DATA TO EXAMINE:

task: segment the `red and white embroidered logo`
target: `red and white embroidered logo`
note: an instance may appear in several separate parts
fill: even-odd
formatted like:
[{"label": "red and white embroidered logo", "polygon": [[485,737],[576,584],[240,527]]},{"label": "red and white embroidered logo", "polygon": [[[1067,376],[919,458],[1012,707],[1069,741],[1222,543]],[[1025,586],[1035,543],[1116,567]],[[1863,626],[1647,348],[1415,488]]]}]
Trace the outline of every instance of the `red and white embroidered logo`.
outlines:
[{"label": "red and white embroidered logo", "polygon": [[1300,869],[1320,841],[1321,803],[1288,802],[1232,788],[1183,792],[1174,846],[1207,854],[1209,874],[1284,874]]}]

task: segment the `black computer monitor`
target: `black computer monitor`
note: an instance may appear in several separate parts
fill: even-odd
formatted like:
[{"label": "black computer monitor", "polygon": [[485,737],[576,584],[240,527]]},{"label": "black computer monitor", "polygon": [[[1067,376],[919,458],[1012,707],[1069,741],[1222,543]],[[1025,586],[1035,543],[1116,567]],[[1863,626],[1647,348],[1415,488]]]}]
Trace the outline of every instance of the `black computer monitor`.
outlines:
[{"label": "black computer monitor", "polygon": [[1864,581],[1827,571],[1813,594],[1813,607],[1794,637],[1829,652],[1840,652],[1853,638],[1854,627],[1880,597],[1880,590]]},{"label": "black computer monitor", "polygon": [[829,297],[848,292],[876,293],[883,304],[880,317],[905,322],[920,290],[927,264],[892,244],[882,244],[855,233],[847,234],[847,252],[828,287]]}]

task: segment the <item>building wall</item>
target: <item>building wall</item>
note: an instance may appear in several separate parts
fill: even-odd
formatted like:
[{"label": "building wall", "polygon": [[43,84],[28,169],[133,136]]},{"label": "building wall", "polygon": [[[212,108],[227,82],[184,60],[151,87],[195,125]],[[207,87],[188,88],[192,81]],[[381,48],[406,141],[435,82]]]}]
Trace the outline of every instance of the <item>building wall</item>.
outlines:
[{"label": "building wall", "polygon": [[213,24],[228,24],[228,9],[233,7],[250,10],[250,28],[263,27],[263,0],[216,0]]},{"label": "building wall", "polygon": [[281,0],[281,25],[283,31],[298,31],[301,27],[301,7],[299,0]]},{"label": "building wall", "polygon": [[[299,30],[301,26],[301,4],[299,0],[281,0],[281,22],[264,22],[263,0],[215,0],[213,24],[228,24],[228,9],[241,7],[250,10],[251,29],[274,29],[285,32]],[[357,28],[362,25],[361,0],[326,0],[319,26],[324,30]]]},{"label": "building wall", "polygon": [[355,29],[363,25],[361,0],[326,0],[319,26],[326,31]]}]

EXERCISE PROMPT: Word for word, repeat the line holding "Trace the outline of every instance of the <item>building" and all lines after it through the end of the entries above.

RESPONSE BELOW:
Trace the outline of every instance of the <item>building wall</item>.
outlines:
[{"label": "building wall", "polygon": [[213,24],[228,24],[228,9],[233,7],[250,10],[250,28],[263,27],[263,0],[216,0]]},{"label": "building wall", "polygon": [[281,0],[281,25],[283,31],[298,31],[301,27],[301,7],[299,0]]},{"label": "building wall", "polygon": [[[299,30],[301,26],[301,4],[299,0],[281,0],[281,22],[264,22],[263,0],[215,0],[213,24],[228,24],[228,9],[241,7],[250,10],[251,29],[274,29],[285,32]],[[357,28],[362,25],[361,0],[326,0],[319,26],[324,30]]]},{"label": "building wall", "polygon": [[355,29],[363,25],[361,0],[326,0],[319,26],[326,31]]}]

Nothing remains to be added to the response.